## TEXT BLOCK
↓
Visiting Acadia National Park

Mary Gormandy White
Bass Harbor Head Lighthouse, Acadia National Park

As Maine's only national park, Acadia provides visitors with an opportunity to enjoy the unique beauty of "the state's quintessential natural features." From its rocky shoreline and variable terrain to its diverse wildlife ranging from salamanders to whales, this park is the perfect place to explore the majesty of the northeastern United States.

When to Visit the Park

At least some parts of Acadia National Park are open all year round, though many areas are closed during the winter. Choosing the best season for your visit depends on your interests and activity preferences.

Spring

The temperatures are pleasant during the spring months of April to June, and the local hotels that close for the winter start to open in April. However, it tends to be pretty muddy in early spring (April and May) due to melting ice and snow. In mid-May, there are quite a few bugs that bite around, and these tend to stay active until mid-June. On a positive note, the park isn't typically too crowded this time of year.
↑
## REQUIRED WORK
(1) According to the Acadia National Park text, in what month do local hotels that close for the winter begin to open?
(2) List every month named in the spring section of the Acadia National Park text.

## DATASET
↓
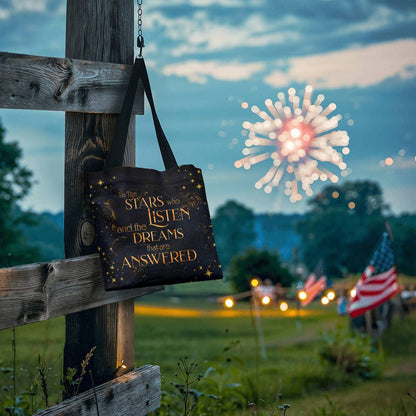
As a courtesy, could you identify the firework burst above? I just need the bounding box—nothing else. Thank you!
[234,85,349,202]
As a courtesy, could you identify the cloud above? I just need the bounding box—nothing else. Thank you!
[162,60,264,84]
[147,10,301,56]
[264,39,416,89]
[0,0,51,20]
[12,0,46,12]
[146,0,265,8]
[334,6,416,35]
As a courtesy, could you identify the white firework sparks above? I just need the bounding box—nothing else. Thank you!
[234,85,349,202]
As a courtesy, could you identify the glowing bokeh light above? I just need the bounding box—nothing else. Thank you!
[250,279,260,287]
[326,290,335,300]
[234,85,350,202]
[279,302,289,312]
[224,298,234,309]
[261,296,272,306]
[298,290,308,300]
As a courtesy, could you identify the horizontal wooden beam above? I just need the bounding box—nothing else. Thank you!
[36,365,160,416]
[0,52,144,114]
[0,254,163,329]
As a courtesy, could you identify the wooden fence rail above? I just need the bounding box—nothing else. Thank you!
[36,365,160,416]
[0,254,162,329]
[0,52,144,114]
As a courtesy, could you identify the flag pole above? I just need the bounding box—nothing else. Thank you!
[384,221,404,319]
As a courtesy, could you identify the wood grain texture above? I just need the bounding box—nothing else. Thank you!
[64,0,138,391]
[0,52,143,114]
[36,365,160,416]
[0,254,161,332]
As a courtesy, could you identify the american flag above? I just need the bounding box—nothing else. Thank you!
[348,232,400,318]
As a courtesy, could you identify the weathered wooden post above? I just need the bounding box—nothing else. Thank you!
[64,0,135,390]
[0,0,161,410]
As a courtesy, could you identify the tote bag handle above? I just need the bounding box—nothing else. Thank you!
[105,56,178,169]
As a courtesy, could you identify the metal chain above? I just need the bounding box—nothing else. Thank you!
[137,0,144,56]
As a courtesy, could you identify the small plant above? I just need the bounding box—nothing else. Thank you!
[61,347,97,397]
[312,394,347,416]
[279,403,290,416]
[319,328,381,379]
[158,357,202,416]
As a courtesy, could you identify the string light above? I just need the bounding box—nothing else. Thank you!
[298,290,308,300]
[261,296,272,306]
[326,290,335,300]
[279,302,289,312]
[224,298,234,309]
[234,85,349,202]
[250,279,260,287]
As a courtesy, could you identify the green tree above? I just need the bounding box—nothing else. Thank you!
[212,201,256,268]
[230,248,293,292]
[296,181,388,276]
[388,214,416,276]
[0,123,40,267]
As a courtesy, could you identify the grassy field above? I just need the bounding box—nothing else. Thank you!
[0,287,416,416]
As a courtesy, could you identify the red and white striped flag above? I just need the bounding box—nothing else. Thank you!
[348,232,400,318]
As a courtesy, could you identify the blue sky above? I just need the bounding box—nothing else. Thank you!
[0,0,416,213]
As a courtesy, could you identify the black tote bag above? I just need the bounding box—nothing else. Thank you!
[87,57,223,290]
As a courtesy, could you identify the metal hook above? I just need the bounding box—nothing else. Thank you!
[137,35,144,57]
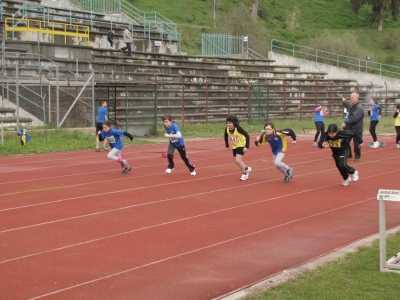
↑
## OUTPUTS
(1) April

(2) April, May, June